» LISTED ENTRIES:
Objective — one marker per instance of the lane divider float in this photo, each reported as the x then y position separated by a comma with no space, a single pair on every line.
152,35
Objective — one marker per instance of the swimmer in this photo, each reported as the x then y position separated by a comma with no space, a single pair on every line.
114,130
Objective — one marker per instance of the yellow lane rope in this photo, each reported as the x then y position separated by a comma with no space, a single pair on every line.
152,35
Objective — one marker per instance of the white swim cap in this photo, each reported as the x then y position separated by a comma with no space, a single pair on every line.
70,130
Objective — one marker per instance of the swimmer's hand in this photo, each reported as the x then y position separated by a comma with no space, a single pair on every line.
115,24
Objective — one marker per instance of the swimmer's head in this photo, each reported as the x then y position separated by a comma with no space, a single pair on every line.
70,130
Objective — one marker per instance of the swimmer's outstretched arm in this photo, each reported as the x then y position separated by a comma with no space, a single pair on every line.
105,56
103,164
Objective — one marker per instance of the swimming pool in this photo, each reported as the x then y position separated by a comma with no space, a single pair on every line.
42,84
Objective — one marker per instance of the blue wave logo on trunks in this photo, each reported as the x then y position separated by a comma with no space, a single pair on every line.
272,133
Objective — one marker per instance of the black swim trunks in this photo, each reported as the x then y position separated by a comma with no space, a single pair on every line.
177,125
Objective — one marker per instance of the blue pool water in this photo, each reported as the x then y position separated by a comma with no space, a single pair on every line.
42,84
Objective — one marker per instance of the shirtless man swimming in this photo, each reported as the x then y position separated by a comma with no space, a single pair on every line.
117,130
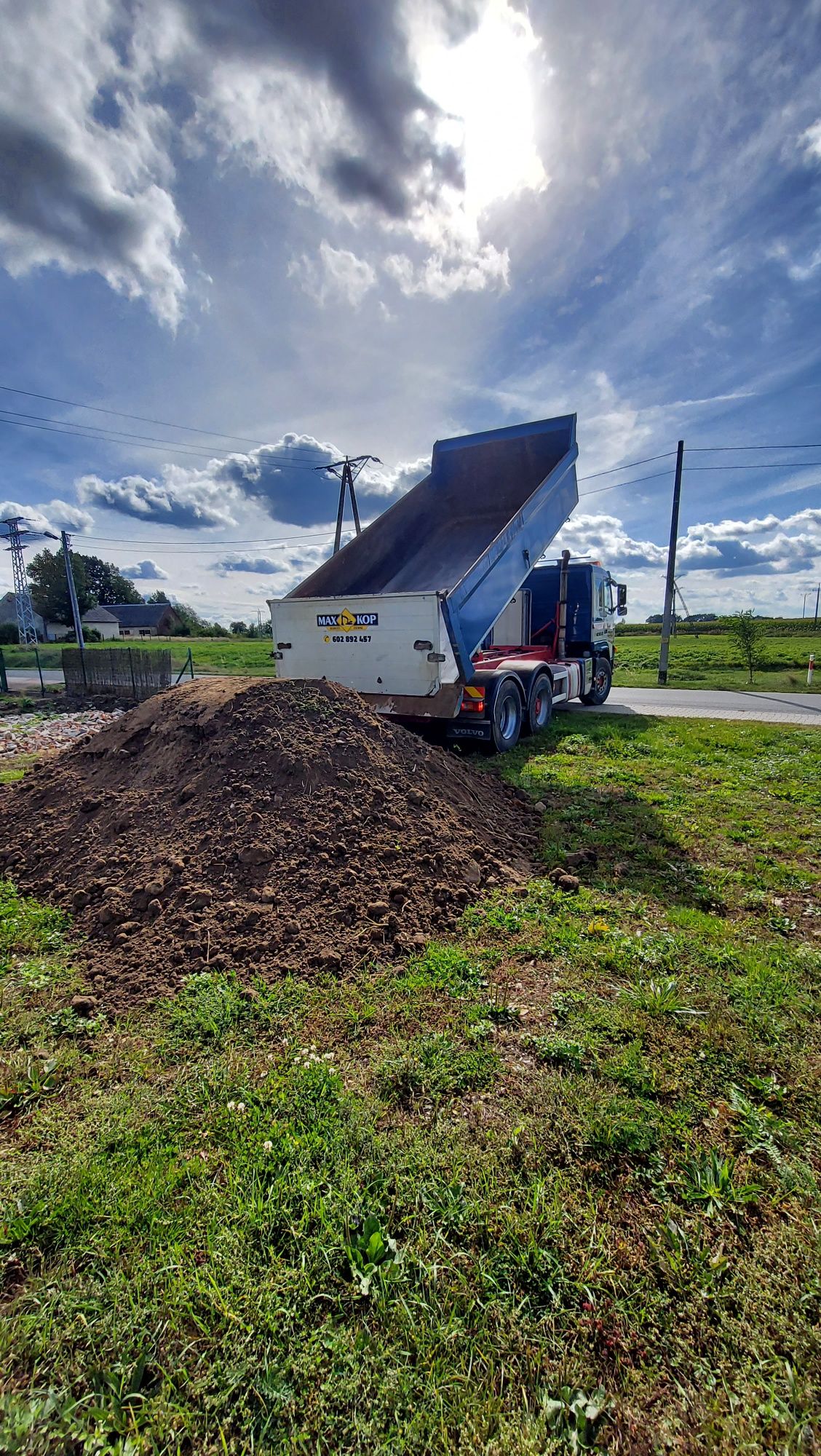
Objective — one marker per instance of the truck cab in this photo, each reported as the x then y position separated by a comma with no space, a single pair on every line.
595,602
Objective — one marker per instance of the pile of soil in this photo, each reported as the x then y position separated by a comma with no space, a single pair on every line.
264,826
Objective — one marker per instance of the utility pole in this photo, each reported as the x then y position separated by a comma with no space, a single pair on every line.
347,471
66,541
18,537
670,586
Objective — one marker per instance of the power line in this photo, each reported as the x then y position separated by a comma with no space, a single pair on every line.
193,550
628,467
68,429
787,465
619,486
123,414
715,449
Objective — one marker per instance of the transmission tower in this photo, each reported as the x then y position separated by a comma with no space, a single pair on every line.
347,471
18,539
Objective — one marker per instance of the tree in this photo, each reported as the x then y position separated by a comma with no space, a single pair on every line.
98,585
747,633
108,585
50,589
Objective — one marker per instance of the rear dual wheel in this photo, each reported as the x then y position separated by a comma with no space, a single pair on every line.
539,704
506,717
602,682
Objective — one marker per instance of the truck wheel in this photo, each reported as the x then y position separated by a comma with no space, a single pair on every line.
602,682
506,719
539,704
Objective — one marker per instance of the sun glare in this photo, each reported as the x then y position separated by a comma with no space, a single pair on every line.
484,88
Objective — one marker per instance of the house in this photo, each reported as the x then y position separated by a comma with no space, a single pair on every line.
143,620
103,621
9,614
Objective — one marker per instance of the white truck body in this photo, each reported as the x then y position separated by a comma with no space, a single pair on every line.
394,644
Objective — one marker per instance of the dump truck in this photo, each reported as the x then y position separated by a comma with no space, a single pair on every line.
445,615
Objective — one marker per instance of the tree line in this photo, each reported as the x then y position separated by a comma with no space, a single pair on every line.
100,585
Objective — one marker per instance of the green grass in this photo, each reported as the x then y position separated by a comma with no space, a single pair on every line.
550,1187
714,662
223,656
705,662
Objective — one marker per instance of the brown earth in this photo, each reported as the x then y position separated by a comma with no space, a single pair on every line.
264,826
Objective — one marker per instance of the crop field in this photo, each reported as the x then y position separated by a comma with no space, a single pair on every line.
550,1186
705,662
715,662
231,656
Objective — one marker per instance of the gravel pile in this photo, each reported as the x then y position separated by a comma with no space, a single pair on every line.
34,733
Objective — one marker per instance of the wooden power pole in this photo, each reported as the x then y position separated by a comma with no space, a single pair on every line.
670,587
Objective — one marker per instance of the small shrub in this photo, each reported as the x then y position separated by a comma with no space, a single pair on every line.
710,1182
372,1256
18,1093
561,1052
758,1132
576,1417
659,1000
615,1133
435,1067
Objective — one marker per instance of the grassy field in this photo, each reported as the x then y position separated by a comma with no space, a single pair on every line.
229,656
707,662
714,662
551,1187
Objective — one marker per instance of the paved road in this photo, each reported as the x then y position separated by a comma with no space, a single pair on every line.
707,703
666,703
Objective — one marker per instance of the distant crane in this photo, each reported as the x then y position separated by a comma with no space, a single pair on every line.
347,472
21,535
688,614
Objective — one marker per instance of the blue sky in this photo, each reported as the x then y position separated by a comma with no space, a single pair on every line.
366,225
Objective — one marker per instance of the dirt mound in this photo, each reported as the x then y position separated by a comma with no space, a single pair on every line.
264,826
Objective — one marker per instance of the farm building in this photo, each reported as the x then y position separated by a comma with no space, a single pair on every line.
143,620
103,621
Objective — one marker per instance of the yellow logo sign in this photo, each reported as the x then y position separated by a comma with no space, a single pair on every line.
347,621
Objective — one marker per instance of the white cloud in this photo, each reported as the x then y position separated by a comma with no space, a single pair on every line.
66,518
183,499
337,274
145,571
31,516
286,480
81,191
794,545
812,141
451,272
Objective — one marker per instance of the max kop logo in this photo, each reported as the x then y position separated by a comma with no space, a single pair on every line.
349,621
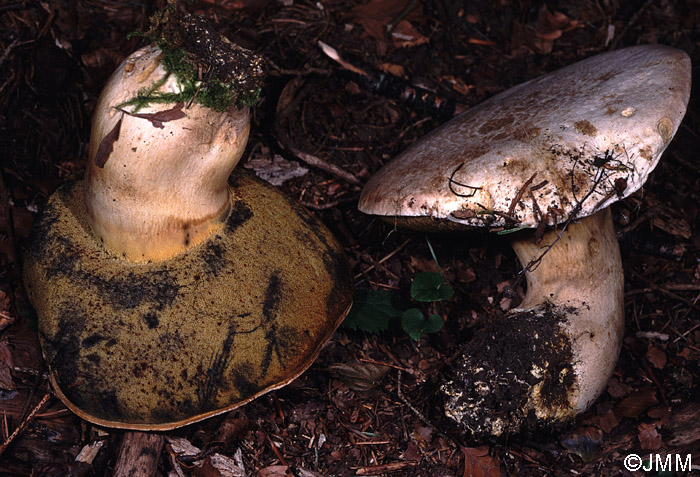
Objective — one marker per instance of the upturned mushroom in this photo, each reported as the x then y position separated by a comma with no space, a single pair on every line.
164,294
550,154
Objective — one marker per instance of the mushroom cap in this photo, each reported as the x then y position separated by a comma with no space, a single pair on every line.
156,346
567,143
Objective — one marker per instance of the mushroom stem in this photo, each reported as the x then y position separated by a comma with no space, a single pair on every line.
156,184
581,277
554,354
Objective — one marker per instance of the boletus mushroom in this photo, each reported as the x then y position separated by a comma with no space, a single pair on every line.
166,290
550,154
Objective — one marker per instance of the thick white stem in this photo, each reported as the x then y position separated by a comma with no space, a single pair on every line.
162,189
581,277
550,358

» WHAT THE TASK ASKS:
Repeat every record above exactly, but leave out any pictures.

» ANSWER TO THIS EXERCISE:
Objective — one marker per instance of the lane divider float in this photo, each reported as the x then y position separated by a comma with no space, a single pair on every line.
152,35
Objective — one marker per instance of the swimmer in this photo, each reported as the x then y position separated by a comma with no space, a single pair on every line.
114,130
Objective — one marker per instance of the yellow lane rope in this photo, each reported as the x then y position separated by a comma with no space, a single pair on every line.
152,35
Objective — one marker per instance of the white swim cap in this photo, each reported as the x then y position separated by a comma with no space, a single pair on every line.
70,130
Objective — one marker per instance of the swimmer's hand in this photo, each reported as the x then y position separated by a comma with no space, a single pair on every line.
115,24
Objective — one marker per instance of the swimmer's head in this photo, each reported as the x then y position separated by a comma with no space, a single pair on every line.
70,130
Objective — one marker per instance of the swimmer's outstretched arm in this photo, each reported as the x then y position separated by a comma with no space, a single pair on every line.
105,56
103,164
Objective — one marker per instance of the swimming pool in this photo, each reported as the x then y position separated by a comma with no space, a single pair on every line.
42,84
Objective — one marker per instance of the blue wave logo on trunks in this photo, each reported as the x then y position separated by a comma with no space, a single pair on every line.
272,133
Objective — one marker per instance of the black swim trunks in this photo, each reported as the x then y position separated by a comma with no space, a single pair on every line.
177,125
Objective — one marker per instance of the blue pool water in this photo, each reported as the x then y position separated by a comma with no space, a single pair on every line.
42,84
Objective — one marker per instance of the shirtless man swimming in this photo, each reported as the x then y position separated by a comma with no space, a single pair on every line.
117,130
Objective — one marker per instance of the truck cab in this photo, each reported as the x then y position separated by a comma with no space, a single pair on every line.
595,602
Objective — one marker per instance of the pile of soil in this photo, each reported as the x then y position separated by a comma with no space, a single pair on every line.
264,826
Objective — one marker per instance of the utility pole in this photo, each reported as the x then y position separated by a comma with no space, a single pair on every line.
347,471
66,541
18,537
670,586
Objective — one marker per instance of the power line in this photo, each reported as the x then y position separated by a comma with no space, a single pair on every line.
193,550
628,467
68,429
787,465
619,486
123,414
715,449
Objective — one marker per instance of the transmission tower in this photo, each reported as the x then y position separated by a comma with no space, a single pair on every line.
347,471
18,539
Objective — one marker per instance of the tree in this photo, each reported as the x then y position separated by a comma with no space, a single pair on every line.
98,585
747,633
108,585
50,589
Objective — one marker per instance of the rear dual wheel in this photo, each reported as the x then y position separated by a comma with no space, a single pair on every line.
539,704
506,717
602,682
Objective — one marker per instance of the truck wheel in this photo, each reported as the x then y position separated by a comma with no space, a single pair on every line.
602,682
506,719
539,704
Objective — one marker per instance of the sun glare in this photo, each reported as the x then y position separated by a comma with no space, a single pair on every line.
484,88
Objective — one marker per instance of the house in this photo, each reported as the x then y position separated by a comma with no space, a single pair on every line.
143,620
103,621
9,614
Objective — one marker per instance of the white truck body in this photo, each reported as the x then y position separated by a comma with no space, a single pair on every line.
394,644
Objective — one marker per instance of the dump truck in this photo, each reported as the x then y position separated by a comma with no space, a single pair on every line.
445,615
Objective — one marker per instance of the tree line in this photo, each reported as the x then y position separated by a comma with no space, a single pair on every line.
100,585
Objective — one marker per instance of the green grass in this photo, each reported as the x then y position separated by a comma with no space, a single pair on every line.
550,1187
714,662
223,656
705,662
Objective — one marker per instance of the brown earth in this photo, each reported as the x then y position separated by a comma with no space, a single pair on every line.
264,826
Objective — one marker per instance of the crop field in this photo, each reported as the x then y position separated by a comma with no space, a single pair on every line.
550,1186
705,662
715,662
231,656
Objective — one marker per instance of the gravel pile in this photo, each reported as the x then y position separated by a comma with no space, a single pair on every line.
34,733
Objective — one marker per instance of the wooden power pole in this photo, each reported as the x then y position separated by a comma with no space, a single pair on every line.
670,587
Objective — one marker per instance of the small shrub in this photo, each reported as the x then y position separated by a comma with no space, a single pair on every line.
710,1182
372,1256
18,1093
561,1052
758,1132
576,1417
659,1000
615,1133
435,1067
Objective — one marker per instance of the grassy field in this photo, each reported as the x then y position separated by a comma with no space, a single pair on every line.
229,656
707,662
714,662
551,1187
Objective — one marker per instance of the paved road in this photo, each reported as the x then y position separated by a comma with no space, a single pair on every line.
707,703
666,703
Objective — one marker per instance of the distant crane in this photo, each reported as the x then y position separated by a comma with no space, a single pair on every line.
347,472
21,535
688,614
Objective — one marker per instance of the blue sky in this photo, each reported as the x then y position separated by a comma with no space, a single pair on every line.
366,225
Objective — one marker per instance of the dirt mound in this photo, each reported as the x then y position separated by a comma with no space, a single pair on every line.
264,826
Objective — one marker per instance of the farm building in this photo, each reported as the x then y position separated by a comma with no space, a single pair on every line.
143,620
103,621
Objective — one marker per instance of the yellow logo sign in this photo, each reported as the x then y position separated by a comma with no space, a single pair on every line.
347,621
Objective — one marker per instance of the white cloud in this photo, each reported as the x then y position separated by a comma with no space, a single pair on every line.
66,518
183,499
337,274
145,571
31,516
286,480
81,191
794,545
812,141
451,272
Objective — one marker per instance of the max kop logo in this photo, each reported as the x then y position separated by a comma with no space, a single pair on every line.
349,621
Objective — one marker per instance of the upturned mushroom in this photo, each reported as the x then y position separated by a comma with no space, a single pair on every line.
164,294
550,154
Objective — one marker per instance of the mushroom cap in this photo, each reported as the x then y position separated by a comma with no space, a single pair on every line.
156,346
567,143
Objective — one marker per instance of the mushroom stem in this photo, each reported as the x then y position separated by a comma with no space, a single pair on every line.
156,184
581,277
554,354
Objective — one marker per instance of the boletus mushroom in this photo, each reported as the x then y position separated by a comma with no space, a single pair on every line.
166,290
550,154
Objective — one marker per instance of the thick white stem in this photo, each reported as the x then y position separated by a comma with no space, a single pair on every line.
162,189
581,277
550,358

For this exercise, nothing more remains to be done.